*What to do*: Where does the string "detect" appear in the records? Copy each line that holds it.

*Study material*:
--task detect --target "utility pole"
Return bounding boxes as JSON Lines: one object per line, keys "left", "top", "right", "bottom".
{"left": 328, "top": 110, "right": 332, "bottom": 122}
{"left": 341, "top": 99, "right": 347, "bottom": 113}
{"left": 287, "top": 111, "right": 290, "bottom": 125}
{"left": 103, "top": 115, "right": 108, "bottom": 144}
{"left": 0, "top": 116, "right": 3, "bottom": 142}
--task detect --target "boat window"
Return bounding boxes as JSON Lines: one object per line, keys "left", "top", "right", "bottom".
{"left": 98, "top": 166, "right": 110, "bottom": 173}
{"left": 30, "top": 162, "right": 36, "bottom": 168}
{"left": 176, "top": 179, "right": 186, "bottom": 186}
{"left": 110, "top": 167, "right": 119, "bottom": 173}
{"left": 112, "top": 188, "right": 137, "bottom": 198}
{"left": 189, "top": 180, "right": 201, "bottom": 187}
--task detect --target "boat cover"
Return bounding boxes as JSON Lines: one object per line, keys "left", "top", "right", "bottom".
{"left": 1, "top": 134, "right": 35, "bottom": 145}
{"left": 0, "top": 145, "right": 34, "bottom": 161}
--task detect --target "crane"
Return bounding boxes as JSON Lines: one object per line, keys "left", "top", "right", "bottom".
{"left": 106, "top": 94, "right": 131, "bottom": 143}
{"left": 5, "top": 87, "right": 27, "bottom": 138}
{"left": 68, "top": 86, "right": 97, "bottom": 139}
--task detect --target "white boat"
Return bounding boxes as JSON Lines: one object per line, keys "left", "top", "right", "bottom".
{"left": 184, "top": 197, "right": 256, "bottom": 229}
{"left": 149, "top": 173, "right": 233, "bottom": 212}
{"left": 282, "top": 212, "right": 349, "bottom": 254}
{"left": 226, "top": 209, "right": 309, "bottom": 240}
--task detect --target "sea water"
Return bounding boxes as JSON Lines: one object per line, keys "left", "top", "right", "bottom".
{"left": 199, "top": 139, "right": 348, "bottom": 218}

*Problem solution*:
--task detect --target "utility pole"
--task detect --target "boat window"
--task detect --target "boat cover"
--task detect --target "crane"
--task detect --target "white boat"
--task detect --target "sea water"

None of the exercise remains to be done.